>> BEGIN Data provided

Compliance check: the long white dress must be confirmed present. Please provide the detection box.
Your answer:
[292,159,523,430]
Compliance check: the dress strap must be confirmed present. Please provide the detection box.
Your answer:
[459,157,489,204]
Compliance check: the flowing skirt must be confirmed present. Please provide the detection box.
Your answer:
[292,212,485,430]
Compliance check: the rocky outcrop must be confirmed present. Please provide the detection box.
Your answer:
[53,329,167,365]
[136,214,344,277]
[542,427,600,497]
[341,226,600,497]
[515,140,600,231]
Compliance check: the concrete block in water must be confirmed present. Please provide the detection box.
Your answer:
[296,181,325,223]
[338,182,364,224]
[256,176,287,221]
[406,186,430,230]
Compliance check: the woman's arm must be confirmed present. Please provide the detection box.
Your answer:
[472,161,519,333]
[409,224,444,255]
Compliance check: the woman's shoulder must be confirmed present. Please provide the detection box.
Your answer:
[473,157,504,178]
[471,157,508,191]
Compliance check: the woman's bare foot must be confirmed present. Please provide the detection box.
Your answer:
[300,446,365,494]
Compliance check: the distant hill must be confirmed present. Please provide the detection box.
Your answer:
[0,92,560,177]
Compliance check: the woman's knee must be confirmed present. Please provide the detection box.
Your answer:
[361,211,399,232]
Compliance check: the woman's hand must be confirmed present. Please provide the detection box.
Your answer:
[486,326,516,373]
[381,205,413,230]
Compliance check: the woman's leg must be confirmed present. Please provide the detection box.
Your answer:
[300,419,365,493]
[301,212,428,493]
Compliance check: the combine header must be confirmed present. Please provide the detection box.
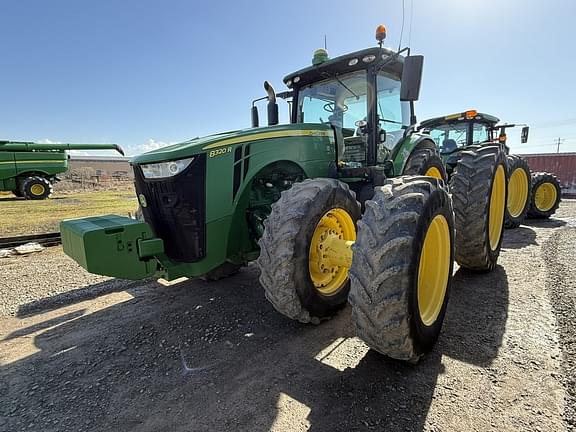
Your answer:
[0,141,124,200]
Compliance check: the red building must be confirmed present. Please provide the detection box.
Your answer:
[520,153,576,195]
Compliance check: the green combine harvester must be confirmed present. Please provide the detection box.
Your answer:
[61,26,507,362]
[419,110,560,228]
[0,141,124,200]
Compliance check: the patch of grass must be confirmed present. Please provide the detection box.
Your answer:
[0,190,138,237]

>> END Data provided
>> BEGIN Data provided

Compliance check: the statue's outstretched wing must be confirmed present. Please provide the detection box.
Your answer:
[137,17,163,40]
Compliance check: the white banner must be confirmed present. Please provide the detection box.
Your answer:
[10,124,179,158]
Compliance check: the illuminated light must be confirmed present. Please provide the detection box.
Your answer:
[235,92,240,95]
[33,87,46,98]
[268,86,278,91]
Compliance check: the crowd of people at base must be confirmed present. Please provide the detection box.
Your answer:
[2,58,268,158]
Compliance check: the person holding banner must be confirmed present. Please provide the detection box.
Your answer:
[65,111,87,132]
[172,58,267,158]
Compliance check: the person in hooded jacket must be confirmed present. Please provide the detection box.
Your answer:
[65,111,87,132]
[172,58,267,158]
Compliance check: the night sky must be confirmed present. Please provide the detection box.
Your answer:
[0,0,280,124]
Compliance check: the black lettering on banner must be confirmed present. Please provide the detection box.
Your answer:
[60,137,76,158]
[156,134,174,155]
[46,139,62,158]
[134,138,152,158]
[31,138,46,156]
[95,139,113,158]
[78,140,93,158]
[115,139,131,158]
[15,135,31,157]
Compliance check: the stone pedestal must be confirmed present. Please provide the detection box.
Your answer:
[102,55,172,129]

>> END Data provided

- [Exercise objective]
Reproduce the material word for word, beginning at the line that contains "Compliance check: the white" and ending after the line that contains "[102,55,172,129]".

- [Task result]
Compliance check: the white banner must be confirmed present. Please provide the detection box.
Your answer:
[10,124,179,158]
Compliance check: the illuminated light must be confirmed present. Please provide the detection box.
Your answer:
[235,92,240,95]
[33,87,46,98]
[268,86,278,91]
Compliance check: the crowd of people at base must be confirmed present. Please provide the detection box.
Your answer:
[2,58,268,158]
Compliance check: the person holding banner must be confirmed present. Please provide the detection box.
Your answer:
[65,111,87,132]
[172,58,267,158]
Compliance check: the person in hooded jacket must be confirmed present. Please provide the detection box.
Your answer:
[65,111,87,132]
[172,58,267,158]
Compliance check: the night sky must be confirmed present. Please provide the detection box.
Your answer:
[0,0,280,124]
Compliance check: the black lettering on banner must be confirmed present. Please provide the detection box.
Your answer:
[60,137,76,158]
[156,134,174,155]
[46,139,62,158]
[134,138,152,158]
[31,138,46,156]
[95,139,113,158]
[78,140,93,158]
[115,139,131,158]
[15,135,31,157]
Compliance check: the stone pedestal must be confirmed present. Please provide the detection box.
Your answer:
[102,55,172,129]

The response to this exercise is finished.